▸ Brief: Scanning the entries below, copy every line that contains the word "each".

▸ Supplied data:
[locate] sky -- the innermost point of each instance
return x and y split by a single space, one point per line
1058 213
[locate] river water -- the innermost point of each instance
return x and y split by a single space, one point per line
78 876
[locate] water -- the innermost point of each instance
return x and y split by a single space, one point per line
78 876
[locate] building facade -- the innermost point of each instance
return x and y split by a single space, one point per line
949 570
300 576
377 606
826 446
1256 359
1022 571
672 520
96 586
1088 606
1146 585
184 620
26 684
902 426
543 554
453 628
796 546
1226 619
--
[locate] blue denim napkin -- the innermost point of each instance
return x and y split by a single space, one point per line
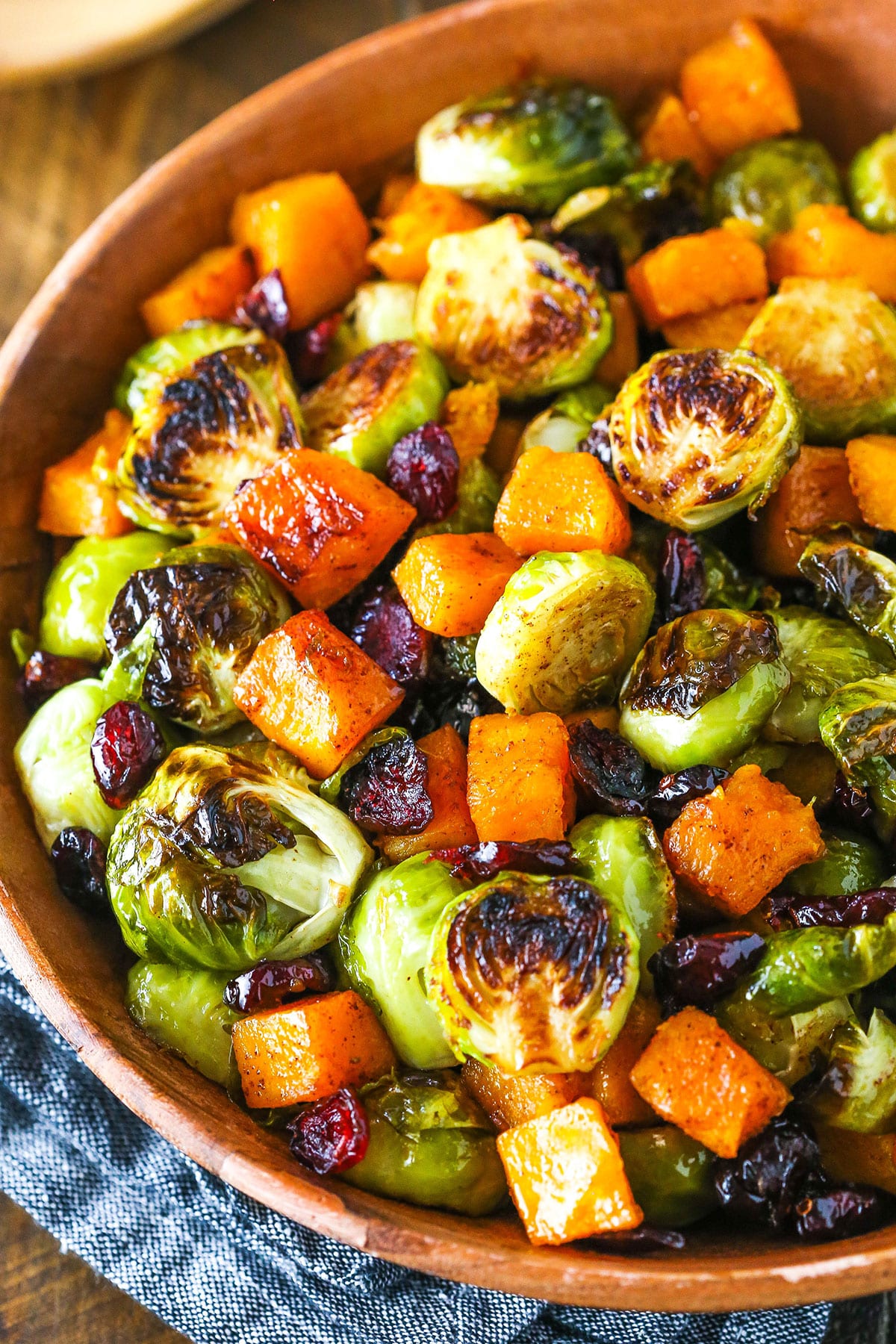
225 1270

▸ Result of the exercise:
[locate] sky -- the innermost point of each instance
[locate] river water -- the innermost point of each instance
[locate] water -- the innermost point of each instance
[locate] building facade -- the innermost point of each instance
[locate] blue denim napkin -- the innermost point of each instance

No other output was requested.